Rewrite the listing below with every "Indicate" changed to "Mark", keeping everything else unchanged.

+++ Supplied data +++

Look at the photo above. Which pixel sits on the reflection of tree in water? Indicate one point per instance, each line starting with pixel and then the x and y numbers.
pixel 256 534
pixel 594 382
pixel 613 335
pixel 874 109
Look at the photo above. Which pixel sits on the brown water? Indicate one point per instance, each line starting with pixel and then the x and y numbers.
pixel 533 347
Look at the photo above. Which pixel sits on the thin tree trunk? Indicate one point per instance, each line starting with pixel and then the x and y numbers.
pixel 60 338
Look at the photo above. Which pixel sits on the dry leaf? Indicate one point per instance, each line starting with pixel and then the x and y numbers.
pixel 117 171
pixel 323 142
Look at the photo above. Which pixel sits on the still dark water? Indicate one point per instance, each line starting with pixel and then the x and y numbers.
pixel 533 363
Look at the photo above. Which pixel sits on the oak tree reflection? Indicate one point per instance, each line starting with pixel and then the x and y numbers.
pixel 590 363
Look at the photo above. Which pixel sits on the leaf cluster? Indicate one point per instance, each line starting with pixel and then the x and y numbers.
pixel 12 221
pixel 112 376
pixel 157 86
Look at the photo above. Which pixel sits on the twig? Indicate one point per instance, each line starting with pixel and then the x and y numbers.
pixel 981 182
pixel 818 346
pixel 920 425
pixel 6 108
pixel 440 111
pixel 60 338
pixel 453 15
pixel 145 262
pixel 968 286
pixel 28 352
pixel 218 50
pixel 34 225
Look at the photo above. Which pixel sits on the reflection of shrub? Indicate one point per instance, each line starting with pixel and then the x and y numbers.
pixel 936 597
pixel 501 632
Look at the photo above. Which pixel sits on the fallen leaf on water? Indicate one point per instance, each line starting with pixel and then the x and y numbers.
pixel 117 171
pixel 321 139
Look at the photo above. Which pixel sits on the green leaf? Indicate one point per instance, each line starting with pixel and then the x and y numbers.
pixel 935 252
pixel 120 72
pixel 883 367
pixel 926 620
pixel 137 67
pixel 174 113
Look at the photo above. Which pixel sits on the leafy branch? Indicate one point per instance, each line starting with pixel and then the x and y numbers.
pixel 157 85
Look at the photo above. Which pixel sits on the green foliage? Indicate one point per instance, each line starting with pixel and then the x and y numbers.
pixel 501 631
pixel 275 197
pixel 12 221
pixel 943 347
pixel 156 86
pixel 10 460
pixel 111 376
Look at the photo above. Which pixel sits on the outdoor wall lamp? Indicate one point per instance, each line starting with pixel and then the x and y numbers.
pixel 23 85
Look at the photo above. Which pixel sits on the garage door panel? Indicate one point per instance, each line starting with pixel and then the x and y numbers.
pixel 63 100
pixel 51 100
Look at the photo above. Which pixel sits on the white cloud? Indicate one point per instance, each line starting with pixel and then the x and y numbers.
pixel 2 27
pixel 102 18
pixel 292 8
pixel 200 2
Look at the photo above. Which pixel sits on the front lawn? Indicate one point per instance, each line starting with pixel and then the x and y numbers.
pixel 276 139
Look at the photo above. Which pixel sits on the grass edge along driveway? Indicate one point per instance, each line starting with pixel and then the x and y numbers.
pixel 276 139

+++

◆ **Expected output**:
Look at the photo above. Which pixel sits on the reflection of tree in water? Mark one point per instance, each line starting with pixel and then the x and y numbers.
pixel 256 534
pixel 594 382
pixel 613 335
pixel 874 109
Look at the photo above. Which pixel sits on the brown water? Mark one point per instance, each line starting with pixel and then the x and y numbers.
pixel 533 347
Look at the photo above. Which pixel sits on the thin tree trunk? Mark one point per instance, each line starting with pixel and then the x and y numbers.
pixel 60 338
Look at the photo above. Which pixel sits on the dry leaf? Mark one point per instance, each line starting with pixel and then the x and y numbers.
pixel 117 171
pixel 323 142
Look at the photo above. Which pixel sits on the still dark water? Mark one point per instance, each line starting with pixel and then the x and y numbers.
pixel 533 363
Look at the photo above. Which pixel sits on the oak tree reflection? Mark one point per instance, each line starting with pixel and then the x and y numbers.
pixel 590 363
Look at the photo above. Which pixel sits on the leaf cluster? Mark one point per instance, each line starting with pixel and then the x and y numbers.
pixel 12 221
pixel 112 376
pixel 157 86
Look at the photo above. Which pixel sits on the twig? Mark one point per instance, each line starting with pixel and then the x and y numbers.
pixel 981 182
pixel 818 346
pixel 920 425
pixel 6 108
pixel 440 111
pixel 60 338
pixel 453 15
pixel 145 262
pixel 968 286
pixel 28 352
pixel 218 50
pixel 34 225
Look at the photo above. Which pixel sits on the reflection of shrub? Mark one point per instance, each line starting with pixel and then the x and y numbers.
pixel 936 597
pixel 501 632
Look at the photo above. Which pixel sits on the fallen leaf on water? Mark one point per instance, each line starting with pixel and then the x and y numbers.
pixel 117 171
pixel 321 139
Look at the photo above. Which pixel sits on the green leaf? Mark one point per instance, each line starting with pixel and then the x and y numbers.
pixel 935 252
pixel 120 72
pixel 883 367
pixel 926 620
pixel 137 67
pixel 174 113
Look at the photo above. Which pixel sits on the leafy branch? Mark one point per instance, each line starting with pixel and then the x and y numbers.
pixel 157 85
Look at the photo above. Which pixel sits on the green foliage? Mark one point per instance, each line starting with pixel and then the x and y numbers.
pixel 501 631
pixel 275 197
pixel 12 221
pixel 943 347
pixel 156 86
pixel 10 460
pixel 111 376
Look at the photo above. Which pixel sits on the outdoor wall lamp? Mark one point per instance, each line starting with pixel and then the x and y numbers.
pixel 23 85
Look at the photo above. Which pixel sits on the garage door panel? Mark one point per instance, each line starting with pixel and then the x and y numbers.
pixel 63 100
pixel 51 100
Look at the photo above. Which pixel sits on the white cloud? Mark one point per instance, each line starting with pixel and then the x and y numbers.
pixel 2 27
pixel 102 18
pixel 292 8
pixel 200 2
Look at the photo above. Which pixel sits on the front lawn? Mark one point per instance, each line starting with pixel and then the x and y numbers.
pixel 276 139
Look at the photo above. Which pixel sits on the grass edge along driveway? Mark one point per instance, each line starting with pixel and then the x and y numbers.
pixel 276 139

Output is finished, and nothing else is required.